• **GIVEN REQUEST**:
Convert every line of the records below into a JSON list of strings, one string per line, skipping blank lines and leaving out the pictures.

** START OF INPUT MATERIAL **

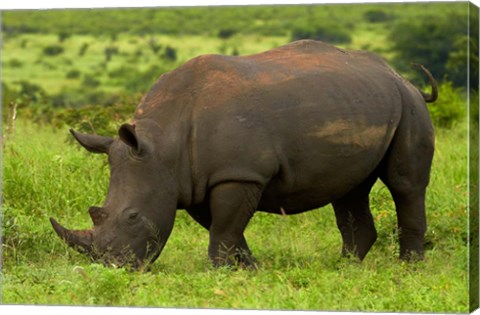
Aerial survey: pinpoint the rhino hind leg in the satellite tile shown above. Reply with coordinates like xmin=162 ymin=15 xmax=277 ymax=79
xmin=380 ymin=97 xmax=434 ymax=261
xmin=185 ymin=205 xmax=257 ymax=268
xmin=207 ymin=182 xmax=262 ymax=269
xmin=332 ymin=176 xmax=377 ymax=260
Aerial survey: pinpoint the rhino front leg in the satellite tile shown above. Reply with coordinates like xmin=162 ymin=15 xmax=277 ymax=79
xmin=208 ymin=182 xmax=262 ymax=268
xmin=333 ymin=176 xmax=377 ymax=260
xmin=185 ymin=205 xmax=257 ymax=267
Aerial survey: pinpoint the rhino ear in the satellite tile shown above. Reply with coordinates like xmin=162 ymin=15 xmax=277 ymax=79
xmin=118 ymin=124 xmax=141 ymax=153
xmin=70 ymin=129 xmax=113 ymax=154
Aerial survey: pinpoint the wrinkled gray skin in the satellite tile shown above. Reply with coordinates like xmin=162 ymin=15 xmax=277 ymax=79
xmin=51 ymin=40 xmax=437 ymax=267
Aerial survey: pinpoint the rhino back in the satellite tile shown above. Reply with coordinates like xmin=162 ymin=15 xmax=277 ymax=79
xmin=136 ymin=41 xmax=402 ymax=213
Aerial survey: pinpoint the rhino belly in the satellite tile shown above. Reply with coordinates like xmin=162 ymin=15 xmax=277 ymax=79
xmin=259 ymin=122 xmax=395 ymax=214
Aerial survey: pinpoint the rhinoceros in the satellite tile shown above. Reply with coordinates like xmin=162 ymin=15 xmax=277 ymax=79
xmin=50 ymin=40 xmax=438 ymax=268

** END OF INPUT MATERIAL **

• **FINAL RESULT**:
[
  "Aerial survey: pinpoint the rhino hind leg in the satellite tile shown above. Reply with coordinates like xmin=162 ymin=15 xmax=277 ymax=79",
  "xmin=380 ymin=97 xmax=434 ymax=261",
  "xmin=185 ymin=205 xmax=257 ymax=268",
  "xmin=207 ymin=182 xmax=262 ymax=269",
  "xmin=332 ymin=176 xmax=377 ymax=260",
  "Aerial survey: pinpoint the rhino front leg in the satellite tile shown above. Reply with coordinates like xmin=162 ymin=15 xmax=277 ymax=79",
  "xmin=208 ymin=182 xmax=262 ymax=268",
  "xmin=333 ymin=176 xmax=377 ymax=260",
  "xmin=185 ymin=205 xmax=257 ymax=267",
  "Aerial survey: pinpoint the rhino ear in the satellite tile shown above. Reply with coordinates like xmin=162 ymin=15 xmax=277 ymax=79",
  "xmin=118 ymin=124 xmax=141 ymax=153",
  "xmin=70 ymin=129 xmax=113 ymax=154",
  "Aerial survey: pinpoint the wrinkled gray skin in the satellite tile shown above. Reply with coordinates like xmin=162 ymin=15 xmax=277 ymax=79",
  "xmin=51 ymin=40 xmax=437 ymax=267",
  "Aerial survey: pinpoint the rhino back in the satellite tile shown above. Reply with coordinates like xmin=162 ymin=15 xmax=277 ymax=79",
  "xmin=136 ymin=41 xmax=402 ymax=213",
  "Aerial survey: pinpoint the rhino belly in the satellite tile shown above. Reply with coordinates like xmin=162 ymin=15 xmax=277 ymax=79",
  "xmin=259 ymin=122 xmax=395 ymax=214",
  "Aerial survey: pinpoint the rhinoceros in the satellite tile shown above. Reply with coordinates like xmin=162 ymin=15 xmax=277 ymax=79",
  "xmin=50 ymin=40 xmax=438 ymax=268"
]